In this exercise, every entry is to be transcribed exactly as written.
#### The input ####
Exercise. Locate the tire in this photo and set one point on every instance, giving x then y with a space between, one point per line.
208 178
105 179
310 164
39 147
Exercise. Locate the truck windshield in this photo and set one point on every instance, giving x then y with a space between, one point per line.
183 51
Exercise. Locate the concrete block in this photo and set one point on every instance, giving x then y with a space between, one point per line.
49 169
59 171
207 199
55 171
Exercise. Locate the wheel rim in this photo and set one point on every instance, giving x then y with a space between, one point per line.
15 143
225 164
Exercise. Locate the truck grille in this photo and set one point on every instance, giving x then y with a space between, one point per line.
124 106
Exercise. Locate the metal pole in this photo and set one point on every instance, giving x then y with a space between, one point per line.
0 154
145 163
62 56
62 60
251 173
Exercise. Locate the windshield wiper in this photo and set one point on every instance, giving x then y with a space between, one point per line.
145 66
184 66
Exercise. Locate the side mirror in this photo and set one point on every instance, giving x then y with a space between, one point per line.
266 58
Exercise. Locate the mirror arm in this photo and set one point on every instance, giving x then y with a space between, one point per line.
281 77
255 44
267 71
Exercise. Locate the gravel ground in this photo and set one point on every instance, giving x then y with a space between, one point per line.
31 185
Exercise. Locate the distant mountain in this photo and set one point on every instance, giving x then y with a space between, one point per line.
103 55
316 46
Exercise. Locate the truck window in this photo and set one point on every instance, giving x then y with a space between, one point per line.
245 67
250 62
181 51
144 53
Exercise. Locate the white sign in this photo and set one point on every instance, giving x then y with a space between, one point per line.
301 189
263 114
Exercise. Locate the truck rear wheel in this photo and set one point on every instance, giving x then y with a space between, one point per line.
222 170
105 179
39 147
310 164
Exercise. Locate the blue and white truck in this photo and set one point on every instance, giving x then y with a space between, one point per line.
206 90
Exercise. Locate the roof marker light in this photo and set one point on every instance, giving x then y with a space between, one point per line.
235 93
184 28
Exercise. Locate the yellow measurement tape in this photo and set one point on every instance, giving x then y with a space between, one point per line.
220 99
####
_Exercise output:_
Exercise. Locate the tire in this photo and set one point on every instance, giving x then y with a space between, one point per line.
208 178
105 179
310 164
39 147
Exercise. Locate the truck windshield in this photo and set one point on every instance, giving x then y with a space between, one point per line.
183 51
Exercise. Locate the concrete block in this photo and set one point on every instance, giving x then y with a space between, one point per line.
49 169
59 171
207 199
55 171
Exercise. Locate the wheel rim in this photo and set one point on every instance, giving x then y with a space between, one point per line.
15 143
225 164
Exercise. Locate the truck grille in this photo and set one point on every instance, giving x then y with a space between, one point per line.
124 106
Exercise. Locate the metal pole in this photo and set one point on every instance, giving x then y with a space between, one point per line.
0 154
145 163
62 56
62 60
251 173
Exercise. Locate the windshield wiper in this photo and set one point on every instance, giving x then y with a space between, one point per line.
145 66
184 66
Exercise. Locate the side mirror in this photo and set one point on every instance, giving x then y with a space between, one point per line.
266 58
Exercise. Locate the mirror arm in this photo and set one point on every instance, giving x then y with a space between, one point per line.
281 77
255 44
267 71
Exercise. Locate the gravel ground in this photo and set one point on every instance, giving x then y with a space between, one point per line.
31 185
Exercise. Locate the distant mountain in this photo and set one point on every instance, giving x then y with a space between, one point per line.
103 55
316 46
Exercise. Locate the truck window in this photo and set one point on every instance, giving x then y with a space between, one point per line.
245 67
250 62
181 51
144 53
Exercise. Locate the white sign in this photo and set one point on every instance, giving x then y with a space between, one point per line.
301 189
263 114
Exercise. Locate the truck rear wheel in this photo and set one point on every instance, giving x then y with a space between, one point per line.
222 170
105 179
39 147
310 164
Exercise. Locate the blue and white truck in this photo and set one point on every instance, giving x then y with a space between, one point per line.
206 90
Exercise. Locate the roof marker light in this photo and set one point on every instance, giving x then y with a space between, one point per line.
235 93
184 28
Exercise. Locate the yellow measurement tape in this photo and set one point on every instance, giving x then y with a space between, one point per line.
220 99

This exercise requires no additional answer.